Task to carry out:
In the entries below, every line with the string "face" is to be reported.

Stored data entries
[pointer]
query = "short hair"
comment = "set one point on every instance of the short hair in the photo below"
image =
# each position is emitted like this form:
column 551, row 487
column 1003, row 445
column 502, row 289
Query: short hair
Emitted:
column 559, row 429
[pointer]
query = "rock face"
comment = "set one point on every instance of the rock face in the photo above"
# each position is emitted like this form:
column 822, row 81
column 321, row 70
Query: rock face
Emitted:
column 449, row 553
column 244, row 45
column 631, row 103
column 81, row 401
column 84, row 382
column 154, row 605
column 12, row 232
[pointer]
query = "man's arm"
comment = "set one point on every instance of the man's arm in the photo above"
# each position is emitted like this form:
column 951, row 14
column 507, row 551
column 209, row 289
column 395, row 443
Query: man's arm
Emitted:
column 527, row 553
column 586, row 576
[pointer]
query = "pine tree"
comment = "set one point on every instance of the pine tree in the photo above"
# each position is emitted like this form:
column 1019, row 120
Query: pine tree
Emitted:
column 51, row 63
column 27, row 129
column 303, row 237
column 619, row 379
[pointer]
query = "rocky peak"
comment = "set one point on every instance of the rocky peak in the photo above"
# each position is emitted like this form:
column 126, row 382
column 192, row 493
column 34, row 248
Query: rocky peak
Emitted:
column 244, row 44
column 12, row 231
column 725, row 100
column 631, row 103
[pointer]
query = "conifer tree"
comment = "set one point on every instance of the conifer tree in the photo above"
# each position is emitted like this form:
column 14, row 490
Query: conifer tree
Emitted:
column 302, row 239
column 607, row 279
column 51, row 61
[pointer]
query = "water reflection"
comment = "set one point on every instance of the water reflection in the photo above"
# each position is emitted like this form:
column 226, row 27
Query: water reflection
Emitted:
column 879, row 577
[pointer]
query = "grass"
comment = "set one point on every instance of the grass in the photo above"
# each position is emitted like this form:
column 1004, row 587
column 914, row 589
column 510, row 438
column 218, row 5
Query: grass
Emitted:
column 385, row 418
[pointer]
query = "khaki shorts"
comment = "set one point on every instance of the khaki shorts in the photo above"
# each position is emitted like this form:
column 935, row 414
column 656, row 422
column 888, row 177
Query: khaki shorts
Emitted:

Solution to this exercise:
query = "rock face"
comment = "set one point on every instance of the rock face in the photo above"
Query: rock face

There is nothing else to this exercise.